(Dataset items)
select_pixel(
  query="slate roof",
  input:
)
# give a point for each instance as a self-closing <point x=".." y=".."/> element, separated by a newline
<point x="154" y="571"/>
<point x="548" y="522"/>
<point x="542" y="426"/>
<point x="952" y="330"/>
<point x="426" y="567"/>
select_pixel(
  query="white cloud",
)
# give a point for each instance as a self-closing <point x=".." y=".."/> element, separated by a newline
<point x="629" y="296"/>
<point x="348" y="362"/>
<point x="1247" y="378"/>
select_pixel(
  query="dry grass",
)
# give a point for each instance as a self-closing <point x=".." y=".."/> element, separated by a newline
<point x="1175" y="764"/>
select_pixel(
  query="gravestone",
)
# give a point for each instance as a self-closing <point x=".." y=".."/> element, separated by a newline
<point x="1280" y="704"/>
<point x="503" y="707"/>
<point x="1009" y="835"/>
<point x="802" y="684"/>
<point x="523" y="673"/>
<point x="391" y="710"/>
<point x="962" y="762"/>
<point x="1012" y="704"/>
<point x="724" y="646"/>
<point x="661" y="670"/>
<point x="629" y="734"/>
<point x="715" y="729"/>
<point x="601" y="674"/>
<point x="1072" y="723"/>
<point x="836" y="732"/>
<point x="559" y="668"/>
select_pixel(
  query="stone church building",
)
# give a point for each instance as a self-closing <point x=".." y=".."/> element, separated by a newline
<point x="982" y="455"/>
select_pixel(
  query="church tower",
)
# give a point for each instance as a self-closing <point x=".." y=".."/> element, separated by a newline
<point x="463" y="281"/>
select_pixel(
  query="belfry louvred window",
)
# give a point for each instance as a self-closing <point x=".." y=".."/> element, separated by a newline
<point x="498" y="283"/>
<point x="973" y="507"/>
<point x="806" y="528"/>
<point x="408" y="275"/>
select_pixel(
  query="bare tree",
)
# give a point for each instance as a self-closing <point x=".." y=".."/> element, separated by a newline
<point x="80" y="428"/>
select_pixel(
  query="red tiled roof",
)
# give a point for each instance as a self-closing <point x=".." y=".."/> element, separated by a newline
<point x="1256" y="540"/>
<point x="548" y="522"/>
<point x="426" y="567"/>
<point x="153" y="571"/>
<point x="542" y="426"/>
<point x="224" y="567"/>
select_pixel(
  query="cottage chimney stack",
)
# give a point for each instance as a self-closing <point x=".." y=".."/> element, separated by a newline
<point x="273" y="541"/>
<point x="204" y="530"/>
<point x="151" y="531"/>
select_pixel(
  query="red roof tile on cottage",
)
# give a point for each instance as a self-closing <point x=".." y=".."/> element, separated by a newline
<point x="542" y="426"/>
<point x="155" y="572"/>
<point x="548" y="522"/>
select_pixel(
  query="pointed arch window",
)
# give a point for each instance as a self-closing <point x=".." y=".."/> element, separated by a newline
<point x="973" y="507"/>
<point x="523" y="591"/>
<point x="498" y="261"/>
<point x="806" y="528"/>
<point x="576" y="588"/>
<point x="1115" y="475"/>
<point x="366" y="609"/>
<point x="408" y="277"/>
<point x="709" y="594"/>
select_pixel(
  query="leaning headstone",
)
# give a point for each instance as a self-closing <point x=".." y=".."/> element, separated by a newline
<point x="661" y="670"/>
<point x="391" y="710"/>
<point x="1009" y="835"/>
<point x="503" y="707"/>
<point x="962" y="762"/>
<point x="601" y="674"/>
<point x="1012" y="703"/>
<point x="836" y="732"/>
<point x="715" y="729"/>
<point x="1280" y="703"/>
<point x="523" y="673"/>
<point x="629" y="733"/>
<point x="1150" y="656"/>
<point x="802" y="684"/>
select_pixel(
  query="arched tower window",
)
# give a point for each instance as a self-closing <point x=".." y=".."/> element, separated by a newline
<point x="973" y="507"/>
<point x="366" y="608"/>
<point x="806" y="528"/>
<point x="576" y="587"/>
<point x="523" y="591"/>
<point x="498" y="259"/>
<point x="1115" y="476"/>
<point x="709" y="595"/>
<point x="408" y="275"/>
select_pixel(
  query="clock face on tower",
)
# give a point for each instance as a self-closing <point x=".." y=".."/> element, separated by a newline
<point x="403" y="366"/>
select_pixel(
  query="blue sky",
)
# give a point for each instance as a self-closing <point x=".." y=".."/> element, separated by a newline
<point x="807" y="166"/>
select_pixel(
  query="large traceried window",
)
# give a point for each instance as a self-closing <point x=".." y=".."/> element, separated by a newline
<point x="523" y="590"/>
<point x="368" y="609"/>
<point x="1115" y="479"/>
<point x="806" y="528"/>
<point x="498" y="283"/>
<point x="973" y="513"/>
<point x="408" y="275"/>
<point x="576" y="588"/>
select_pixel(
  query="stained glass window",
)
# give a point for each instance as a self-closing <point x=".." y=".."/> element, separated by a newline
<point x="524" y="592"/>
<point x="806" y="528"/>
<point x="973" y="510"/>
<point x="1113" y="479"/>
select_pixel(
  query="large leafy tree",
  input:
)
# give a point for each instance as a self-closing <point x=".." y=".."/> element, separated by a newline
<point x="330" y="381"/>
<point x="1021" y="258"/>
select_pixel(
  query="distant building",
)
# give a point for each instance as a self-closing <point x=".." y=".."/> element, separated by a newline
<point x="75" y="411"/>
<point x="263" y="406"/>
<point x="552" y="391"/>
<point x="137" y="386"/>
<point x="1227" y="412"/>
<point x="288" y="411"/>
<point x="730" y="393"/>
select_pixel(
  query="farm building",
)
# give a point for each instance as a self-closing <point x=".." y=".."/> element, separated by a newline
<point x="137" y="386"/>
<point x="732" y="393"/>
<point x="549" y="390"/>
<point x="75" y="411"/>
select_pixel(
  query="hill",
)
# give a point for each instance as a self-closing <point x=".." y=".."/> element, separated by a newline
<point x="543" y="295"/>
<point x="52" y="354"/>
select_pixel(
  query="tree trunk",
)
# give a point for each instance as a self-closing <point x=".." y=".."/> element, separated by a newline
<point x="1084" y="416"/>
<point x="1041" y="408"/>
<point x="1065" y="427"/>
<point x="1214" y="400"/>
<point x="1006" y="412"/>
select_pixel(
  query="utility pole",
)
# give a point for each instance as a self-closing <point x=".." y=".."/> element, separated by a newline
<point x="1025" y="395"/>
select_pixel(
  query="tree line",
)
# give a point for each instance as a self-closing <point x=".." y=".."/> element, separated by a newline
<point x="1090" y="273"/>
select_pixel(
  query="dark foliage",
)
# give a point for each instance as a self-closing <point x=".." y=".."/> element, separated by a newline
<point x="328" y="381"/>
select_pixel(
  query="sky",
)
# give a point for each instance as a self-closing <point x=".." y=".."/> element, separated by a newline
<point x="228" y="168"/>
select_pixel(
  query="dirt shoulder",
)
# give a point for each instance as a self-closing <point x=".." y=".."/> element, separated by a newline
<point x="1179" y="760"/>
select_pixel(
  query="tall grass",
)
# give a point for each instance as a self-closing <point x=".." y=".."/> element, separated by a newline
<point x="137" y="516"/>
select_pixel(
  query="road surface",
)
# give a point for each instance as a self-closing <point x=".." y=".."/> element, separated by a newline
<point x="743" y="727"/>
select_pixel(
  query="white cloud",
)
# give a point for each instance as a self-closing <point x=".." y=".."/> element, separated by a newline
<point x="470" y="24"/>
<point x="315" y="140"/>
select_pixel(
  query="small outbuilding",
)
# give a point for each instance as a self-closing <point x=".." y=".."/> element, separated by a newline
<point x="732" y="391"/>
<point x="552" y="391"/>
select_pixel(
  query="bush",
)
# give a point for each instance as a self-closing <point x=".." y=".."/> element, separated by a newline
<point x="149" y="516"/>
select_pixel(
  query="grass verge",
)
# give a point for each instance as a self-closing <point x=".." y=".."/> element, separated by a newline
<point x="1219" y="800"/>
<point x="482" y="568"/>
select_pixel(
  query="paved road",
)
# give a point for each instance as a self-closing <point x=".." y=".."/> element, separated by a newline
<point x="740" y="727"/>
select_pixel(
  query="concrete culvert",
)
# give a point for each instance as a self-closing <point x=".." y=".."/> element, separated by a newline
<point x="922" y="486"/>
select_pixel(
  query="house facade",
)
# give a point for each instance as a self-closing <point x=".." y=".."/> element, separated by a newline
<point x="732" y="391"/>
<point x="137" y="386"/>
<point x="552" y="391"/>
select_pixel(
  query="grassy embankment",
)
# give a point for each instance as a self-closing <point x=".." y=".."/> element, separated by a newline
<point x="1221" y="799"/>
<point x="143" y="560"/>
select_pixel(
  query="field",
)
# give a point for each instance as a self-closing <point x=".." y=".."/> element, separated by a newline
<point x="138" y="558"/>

- Requirements
List each line in the data above where the string "tower" appears, copying every such line in full.

- Full answer
  query="church tower",
  query="arched tower window",
  query="clock face on tower",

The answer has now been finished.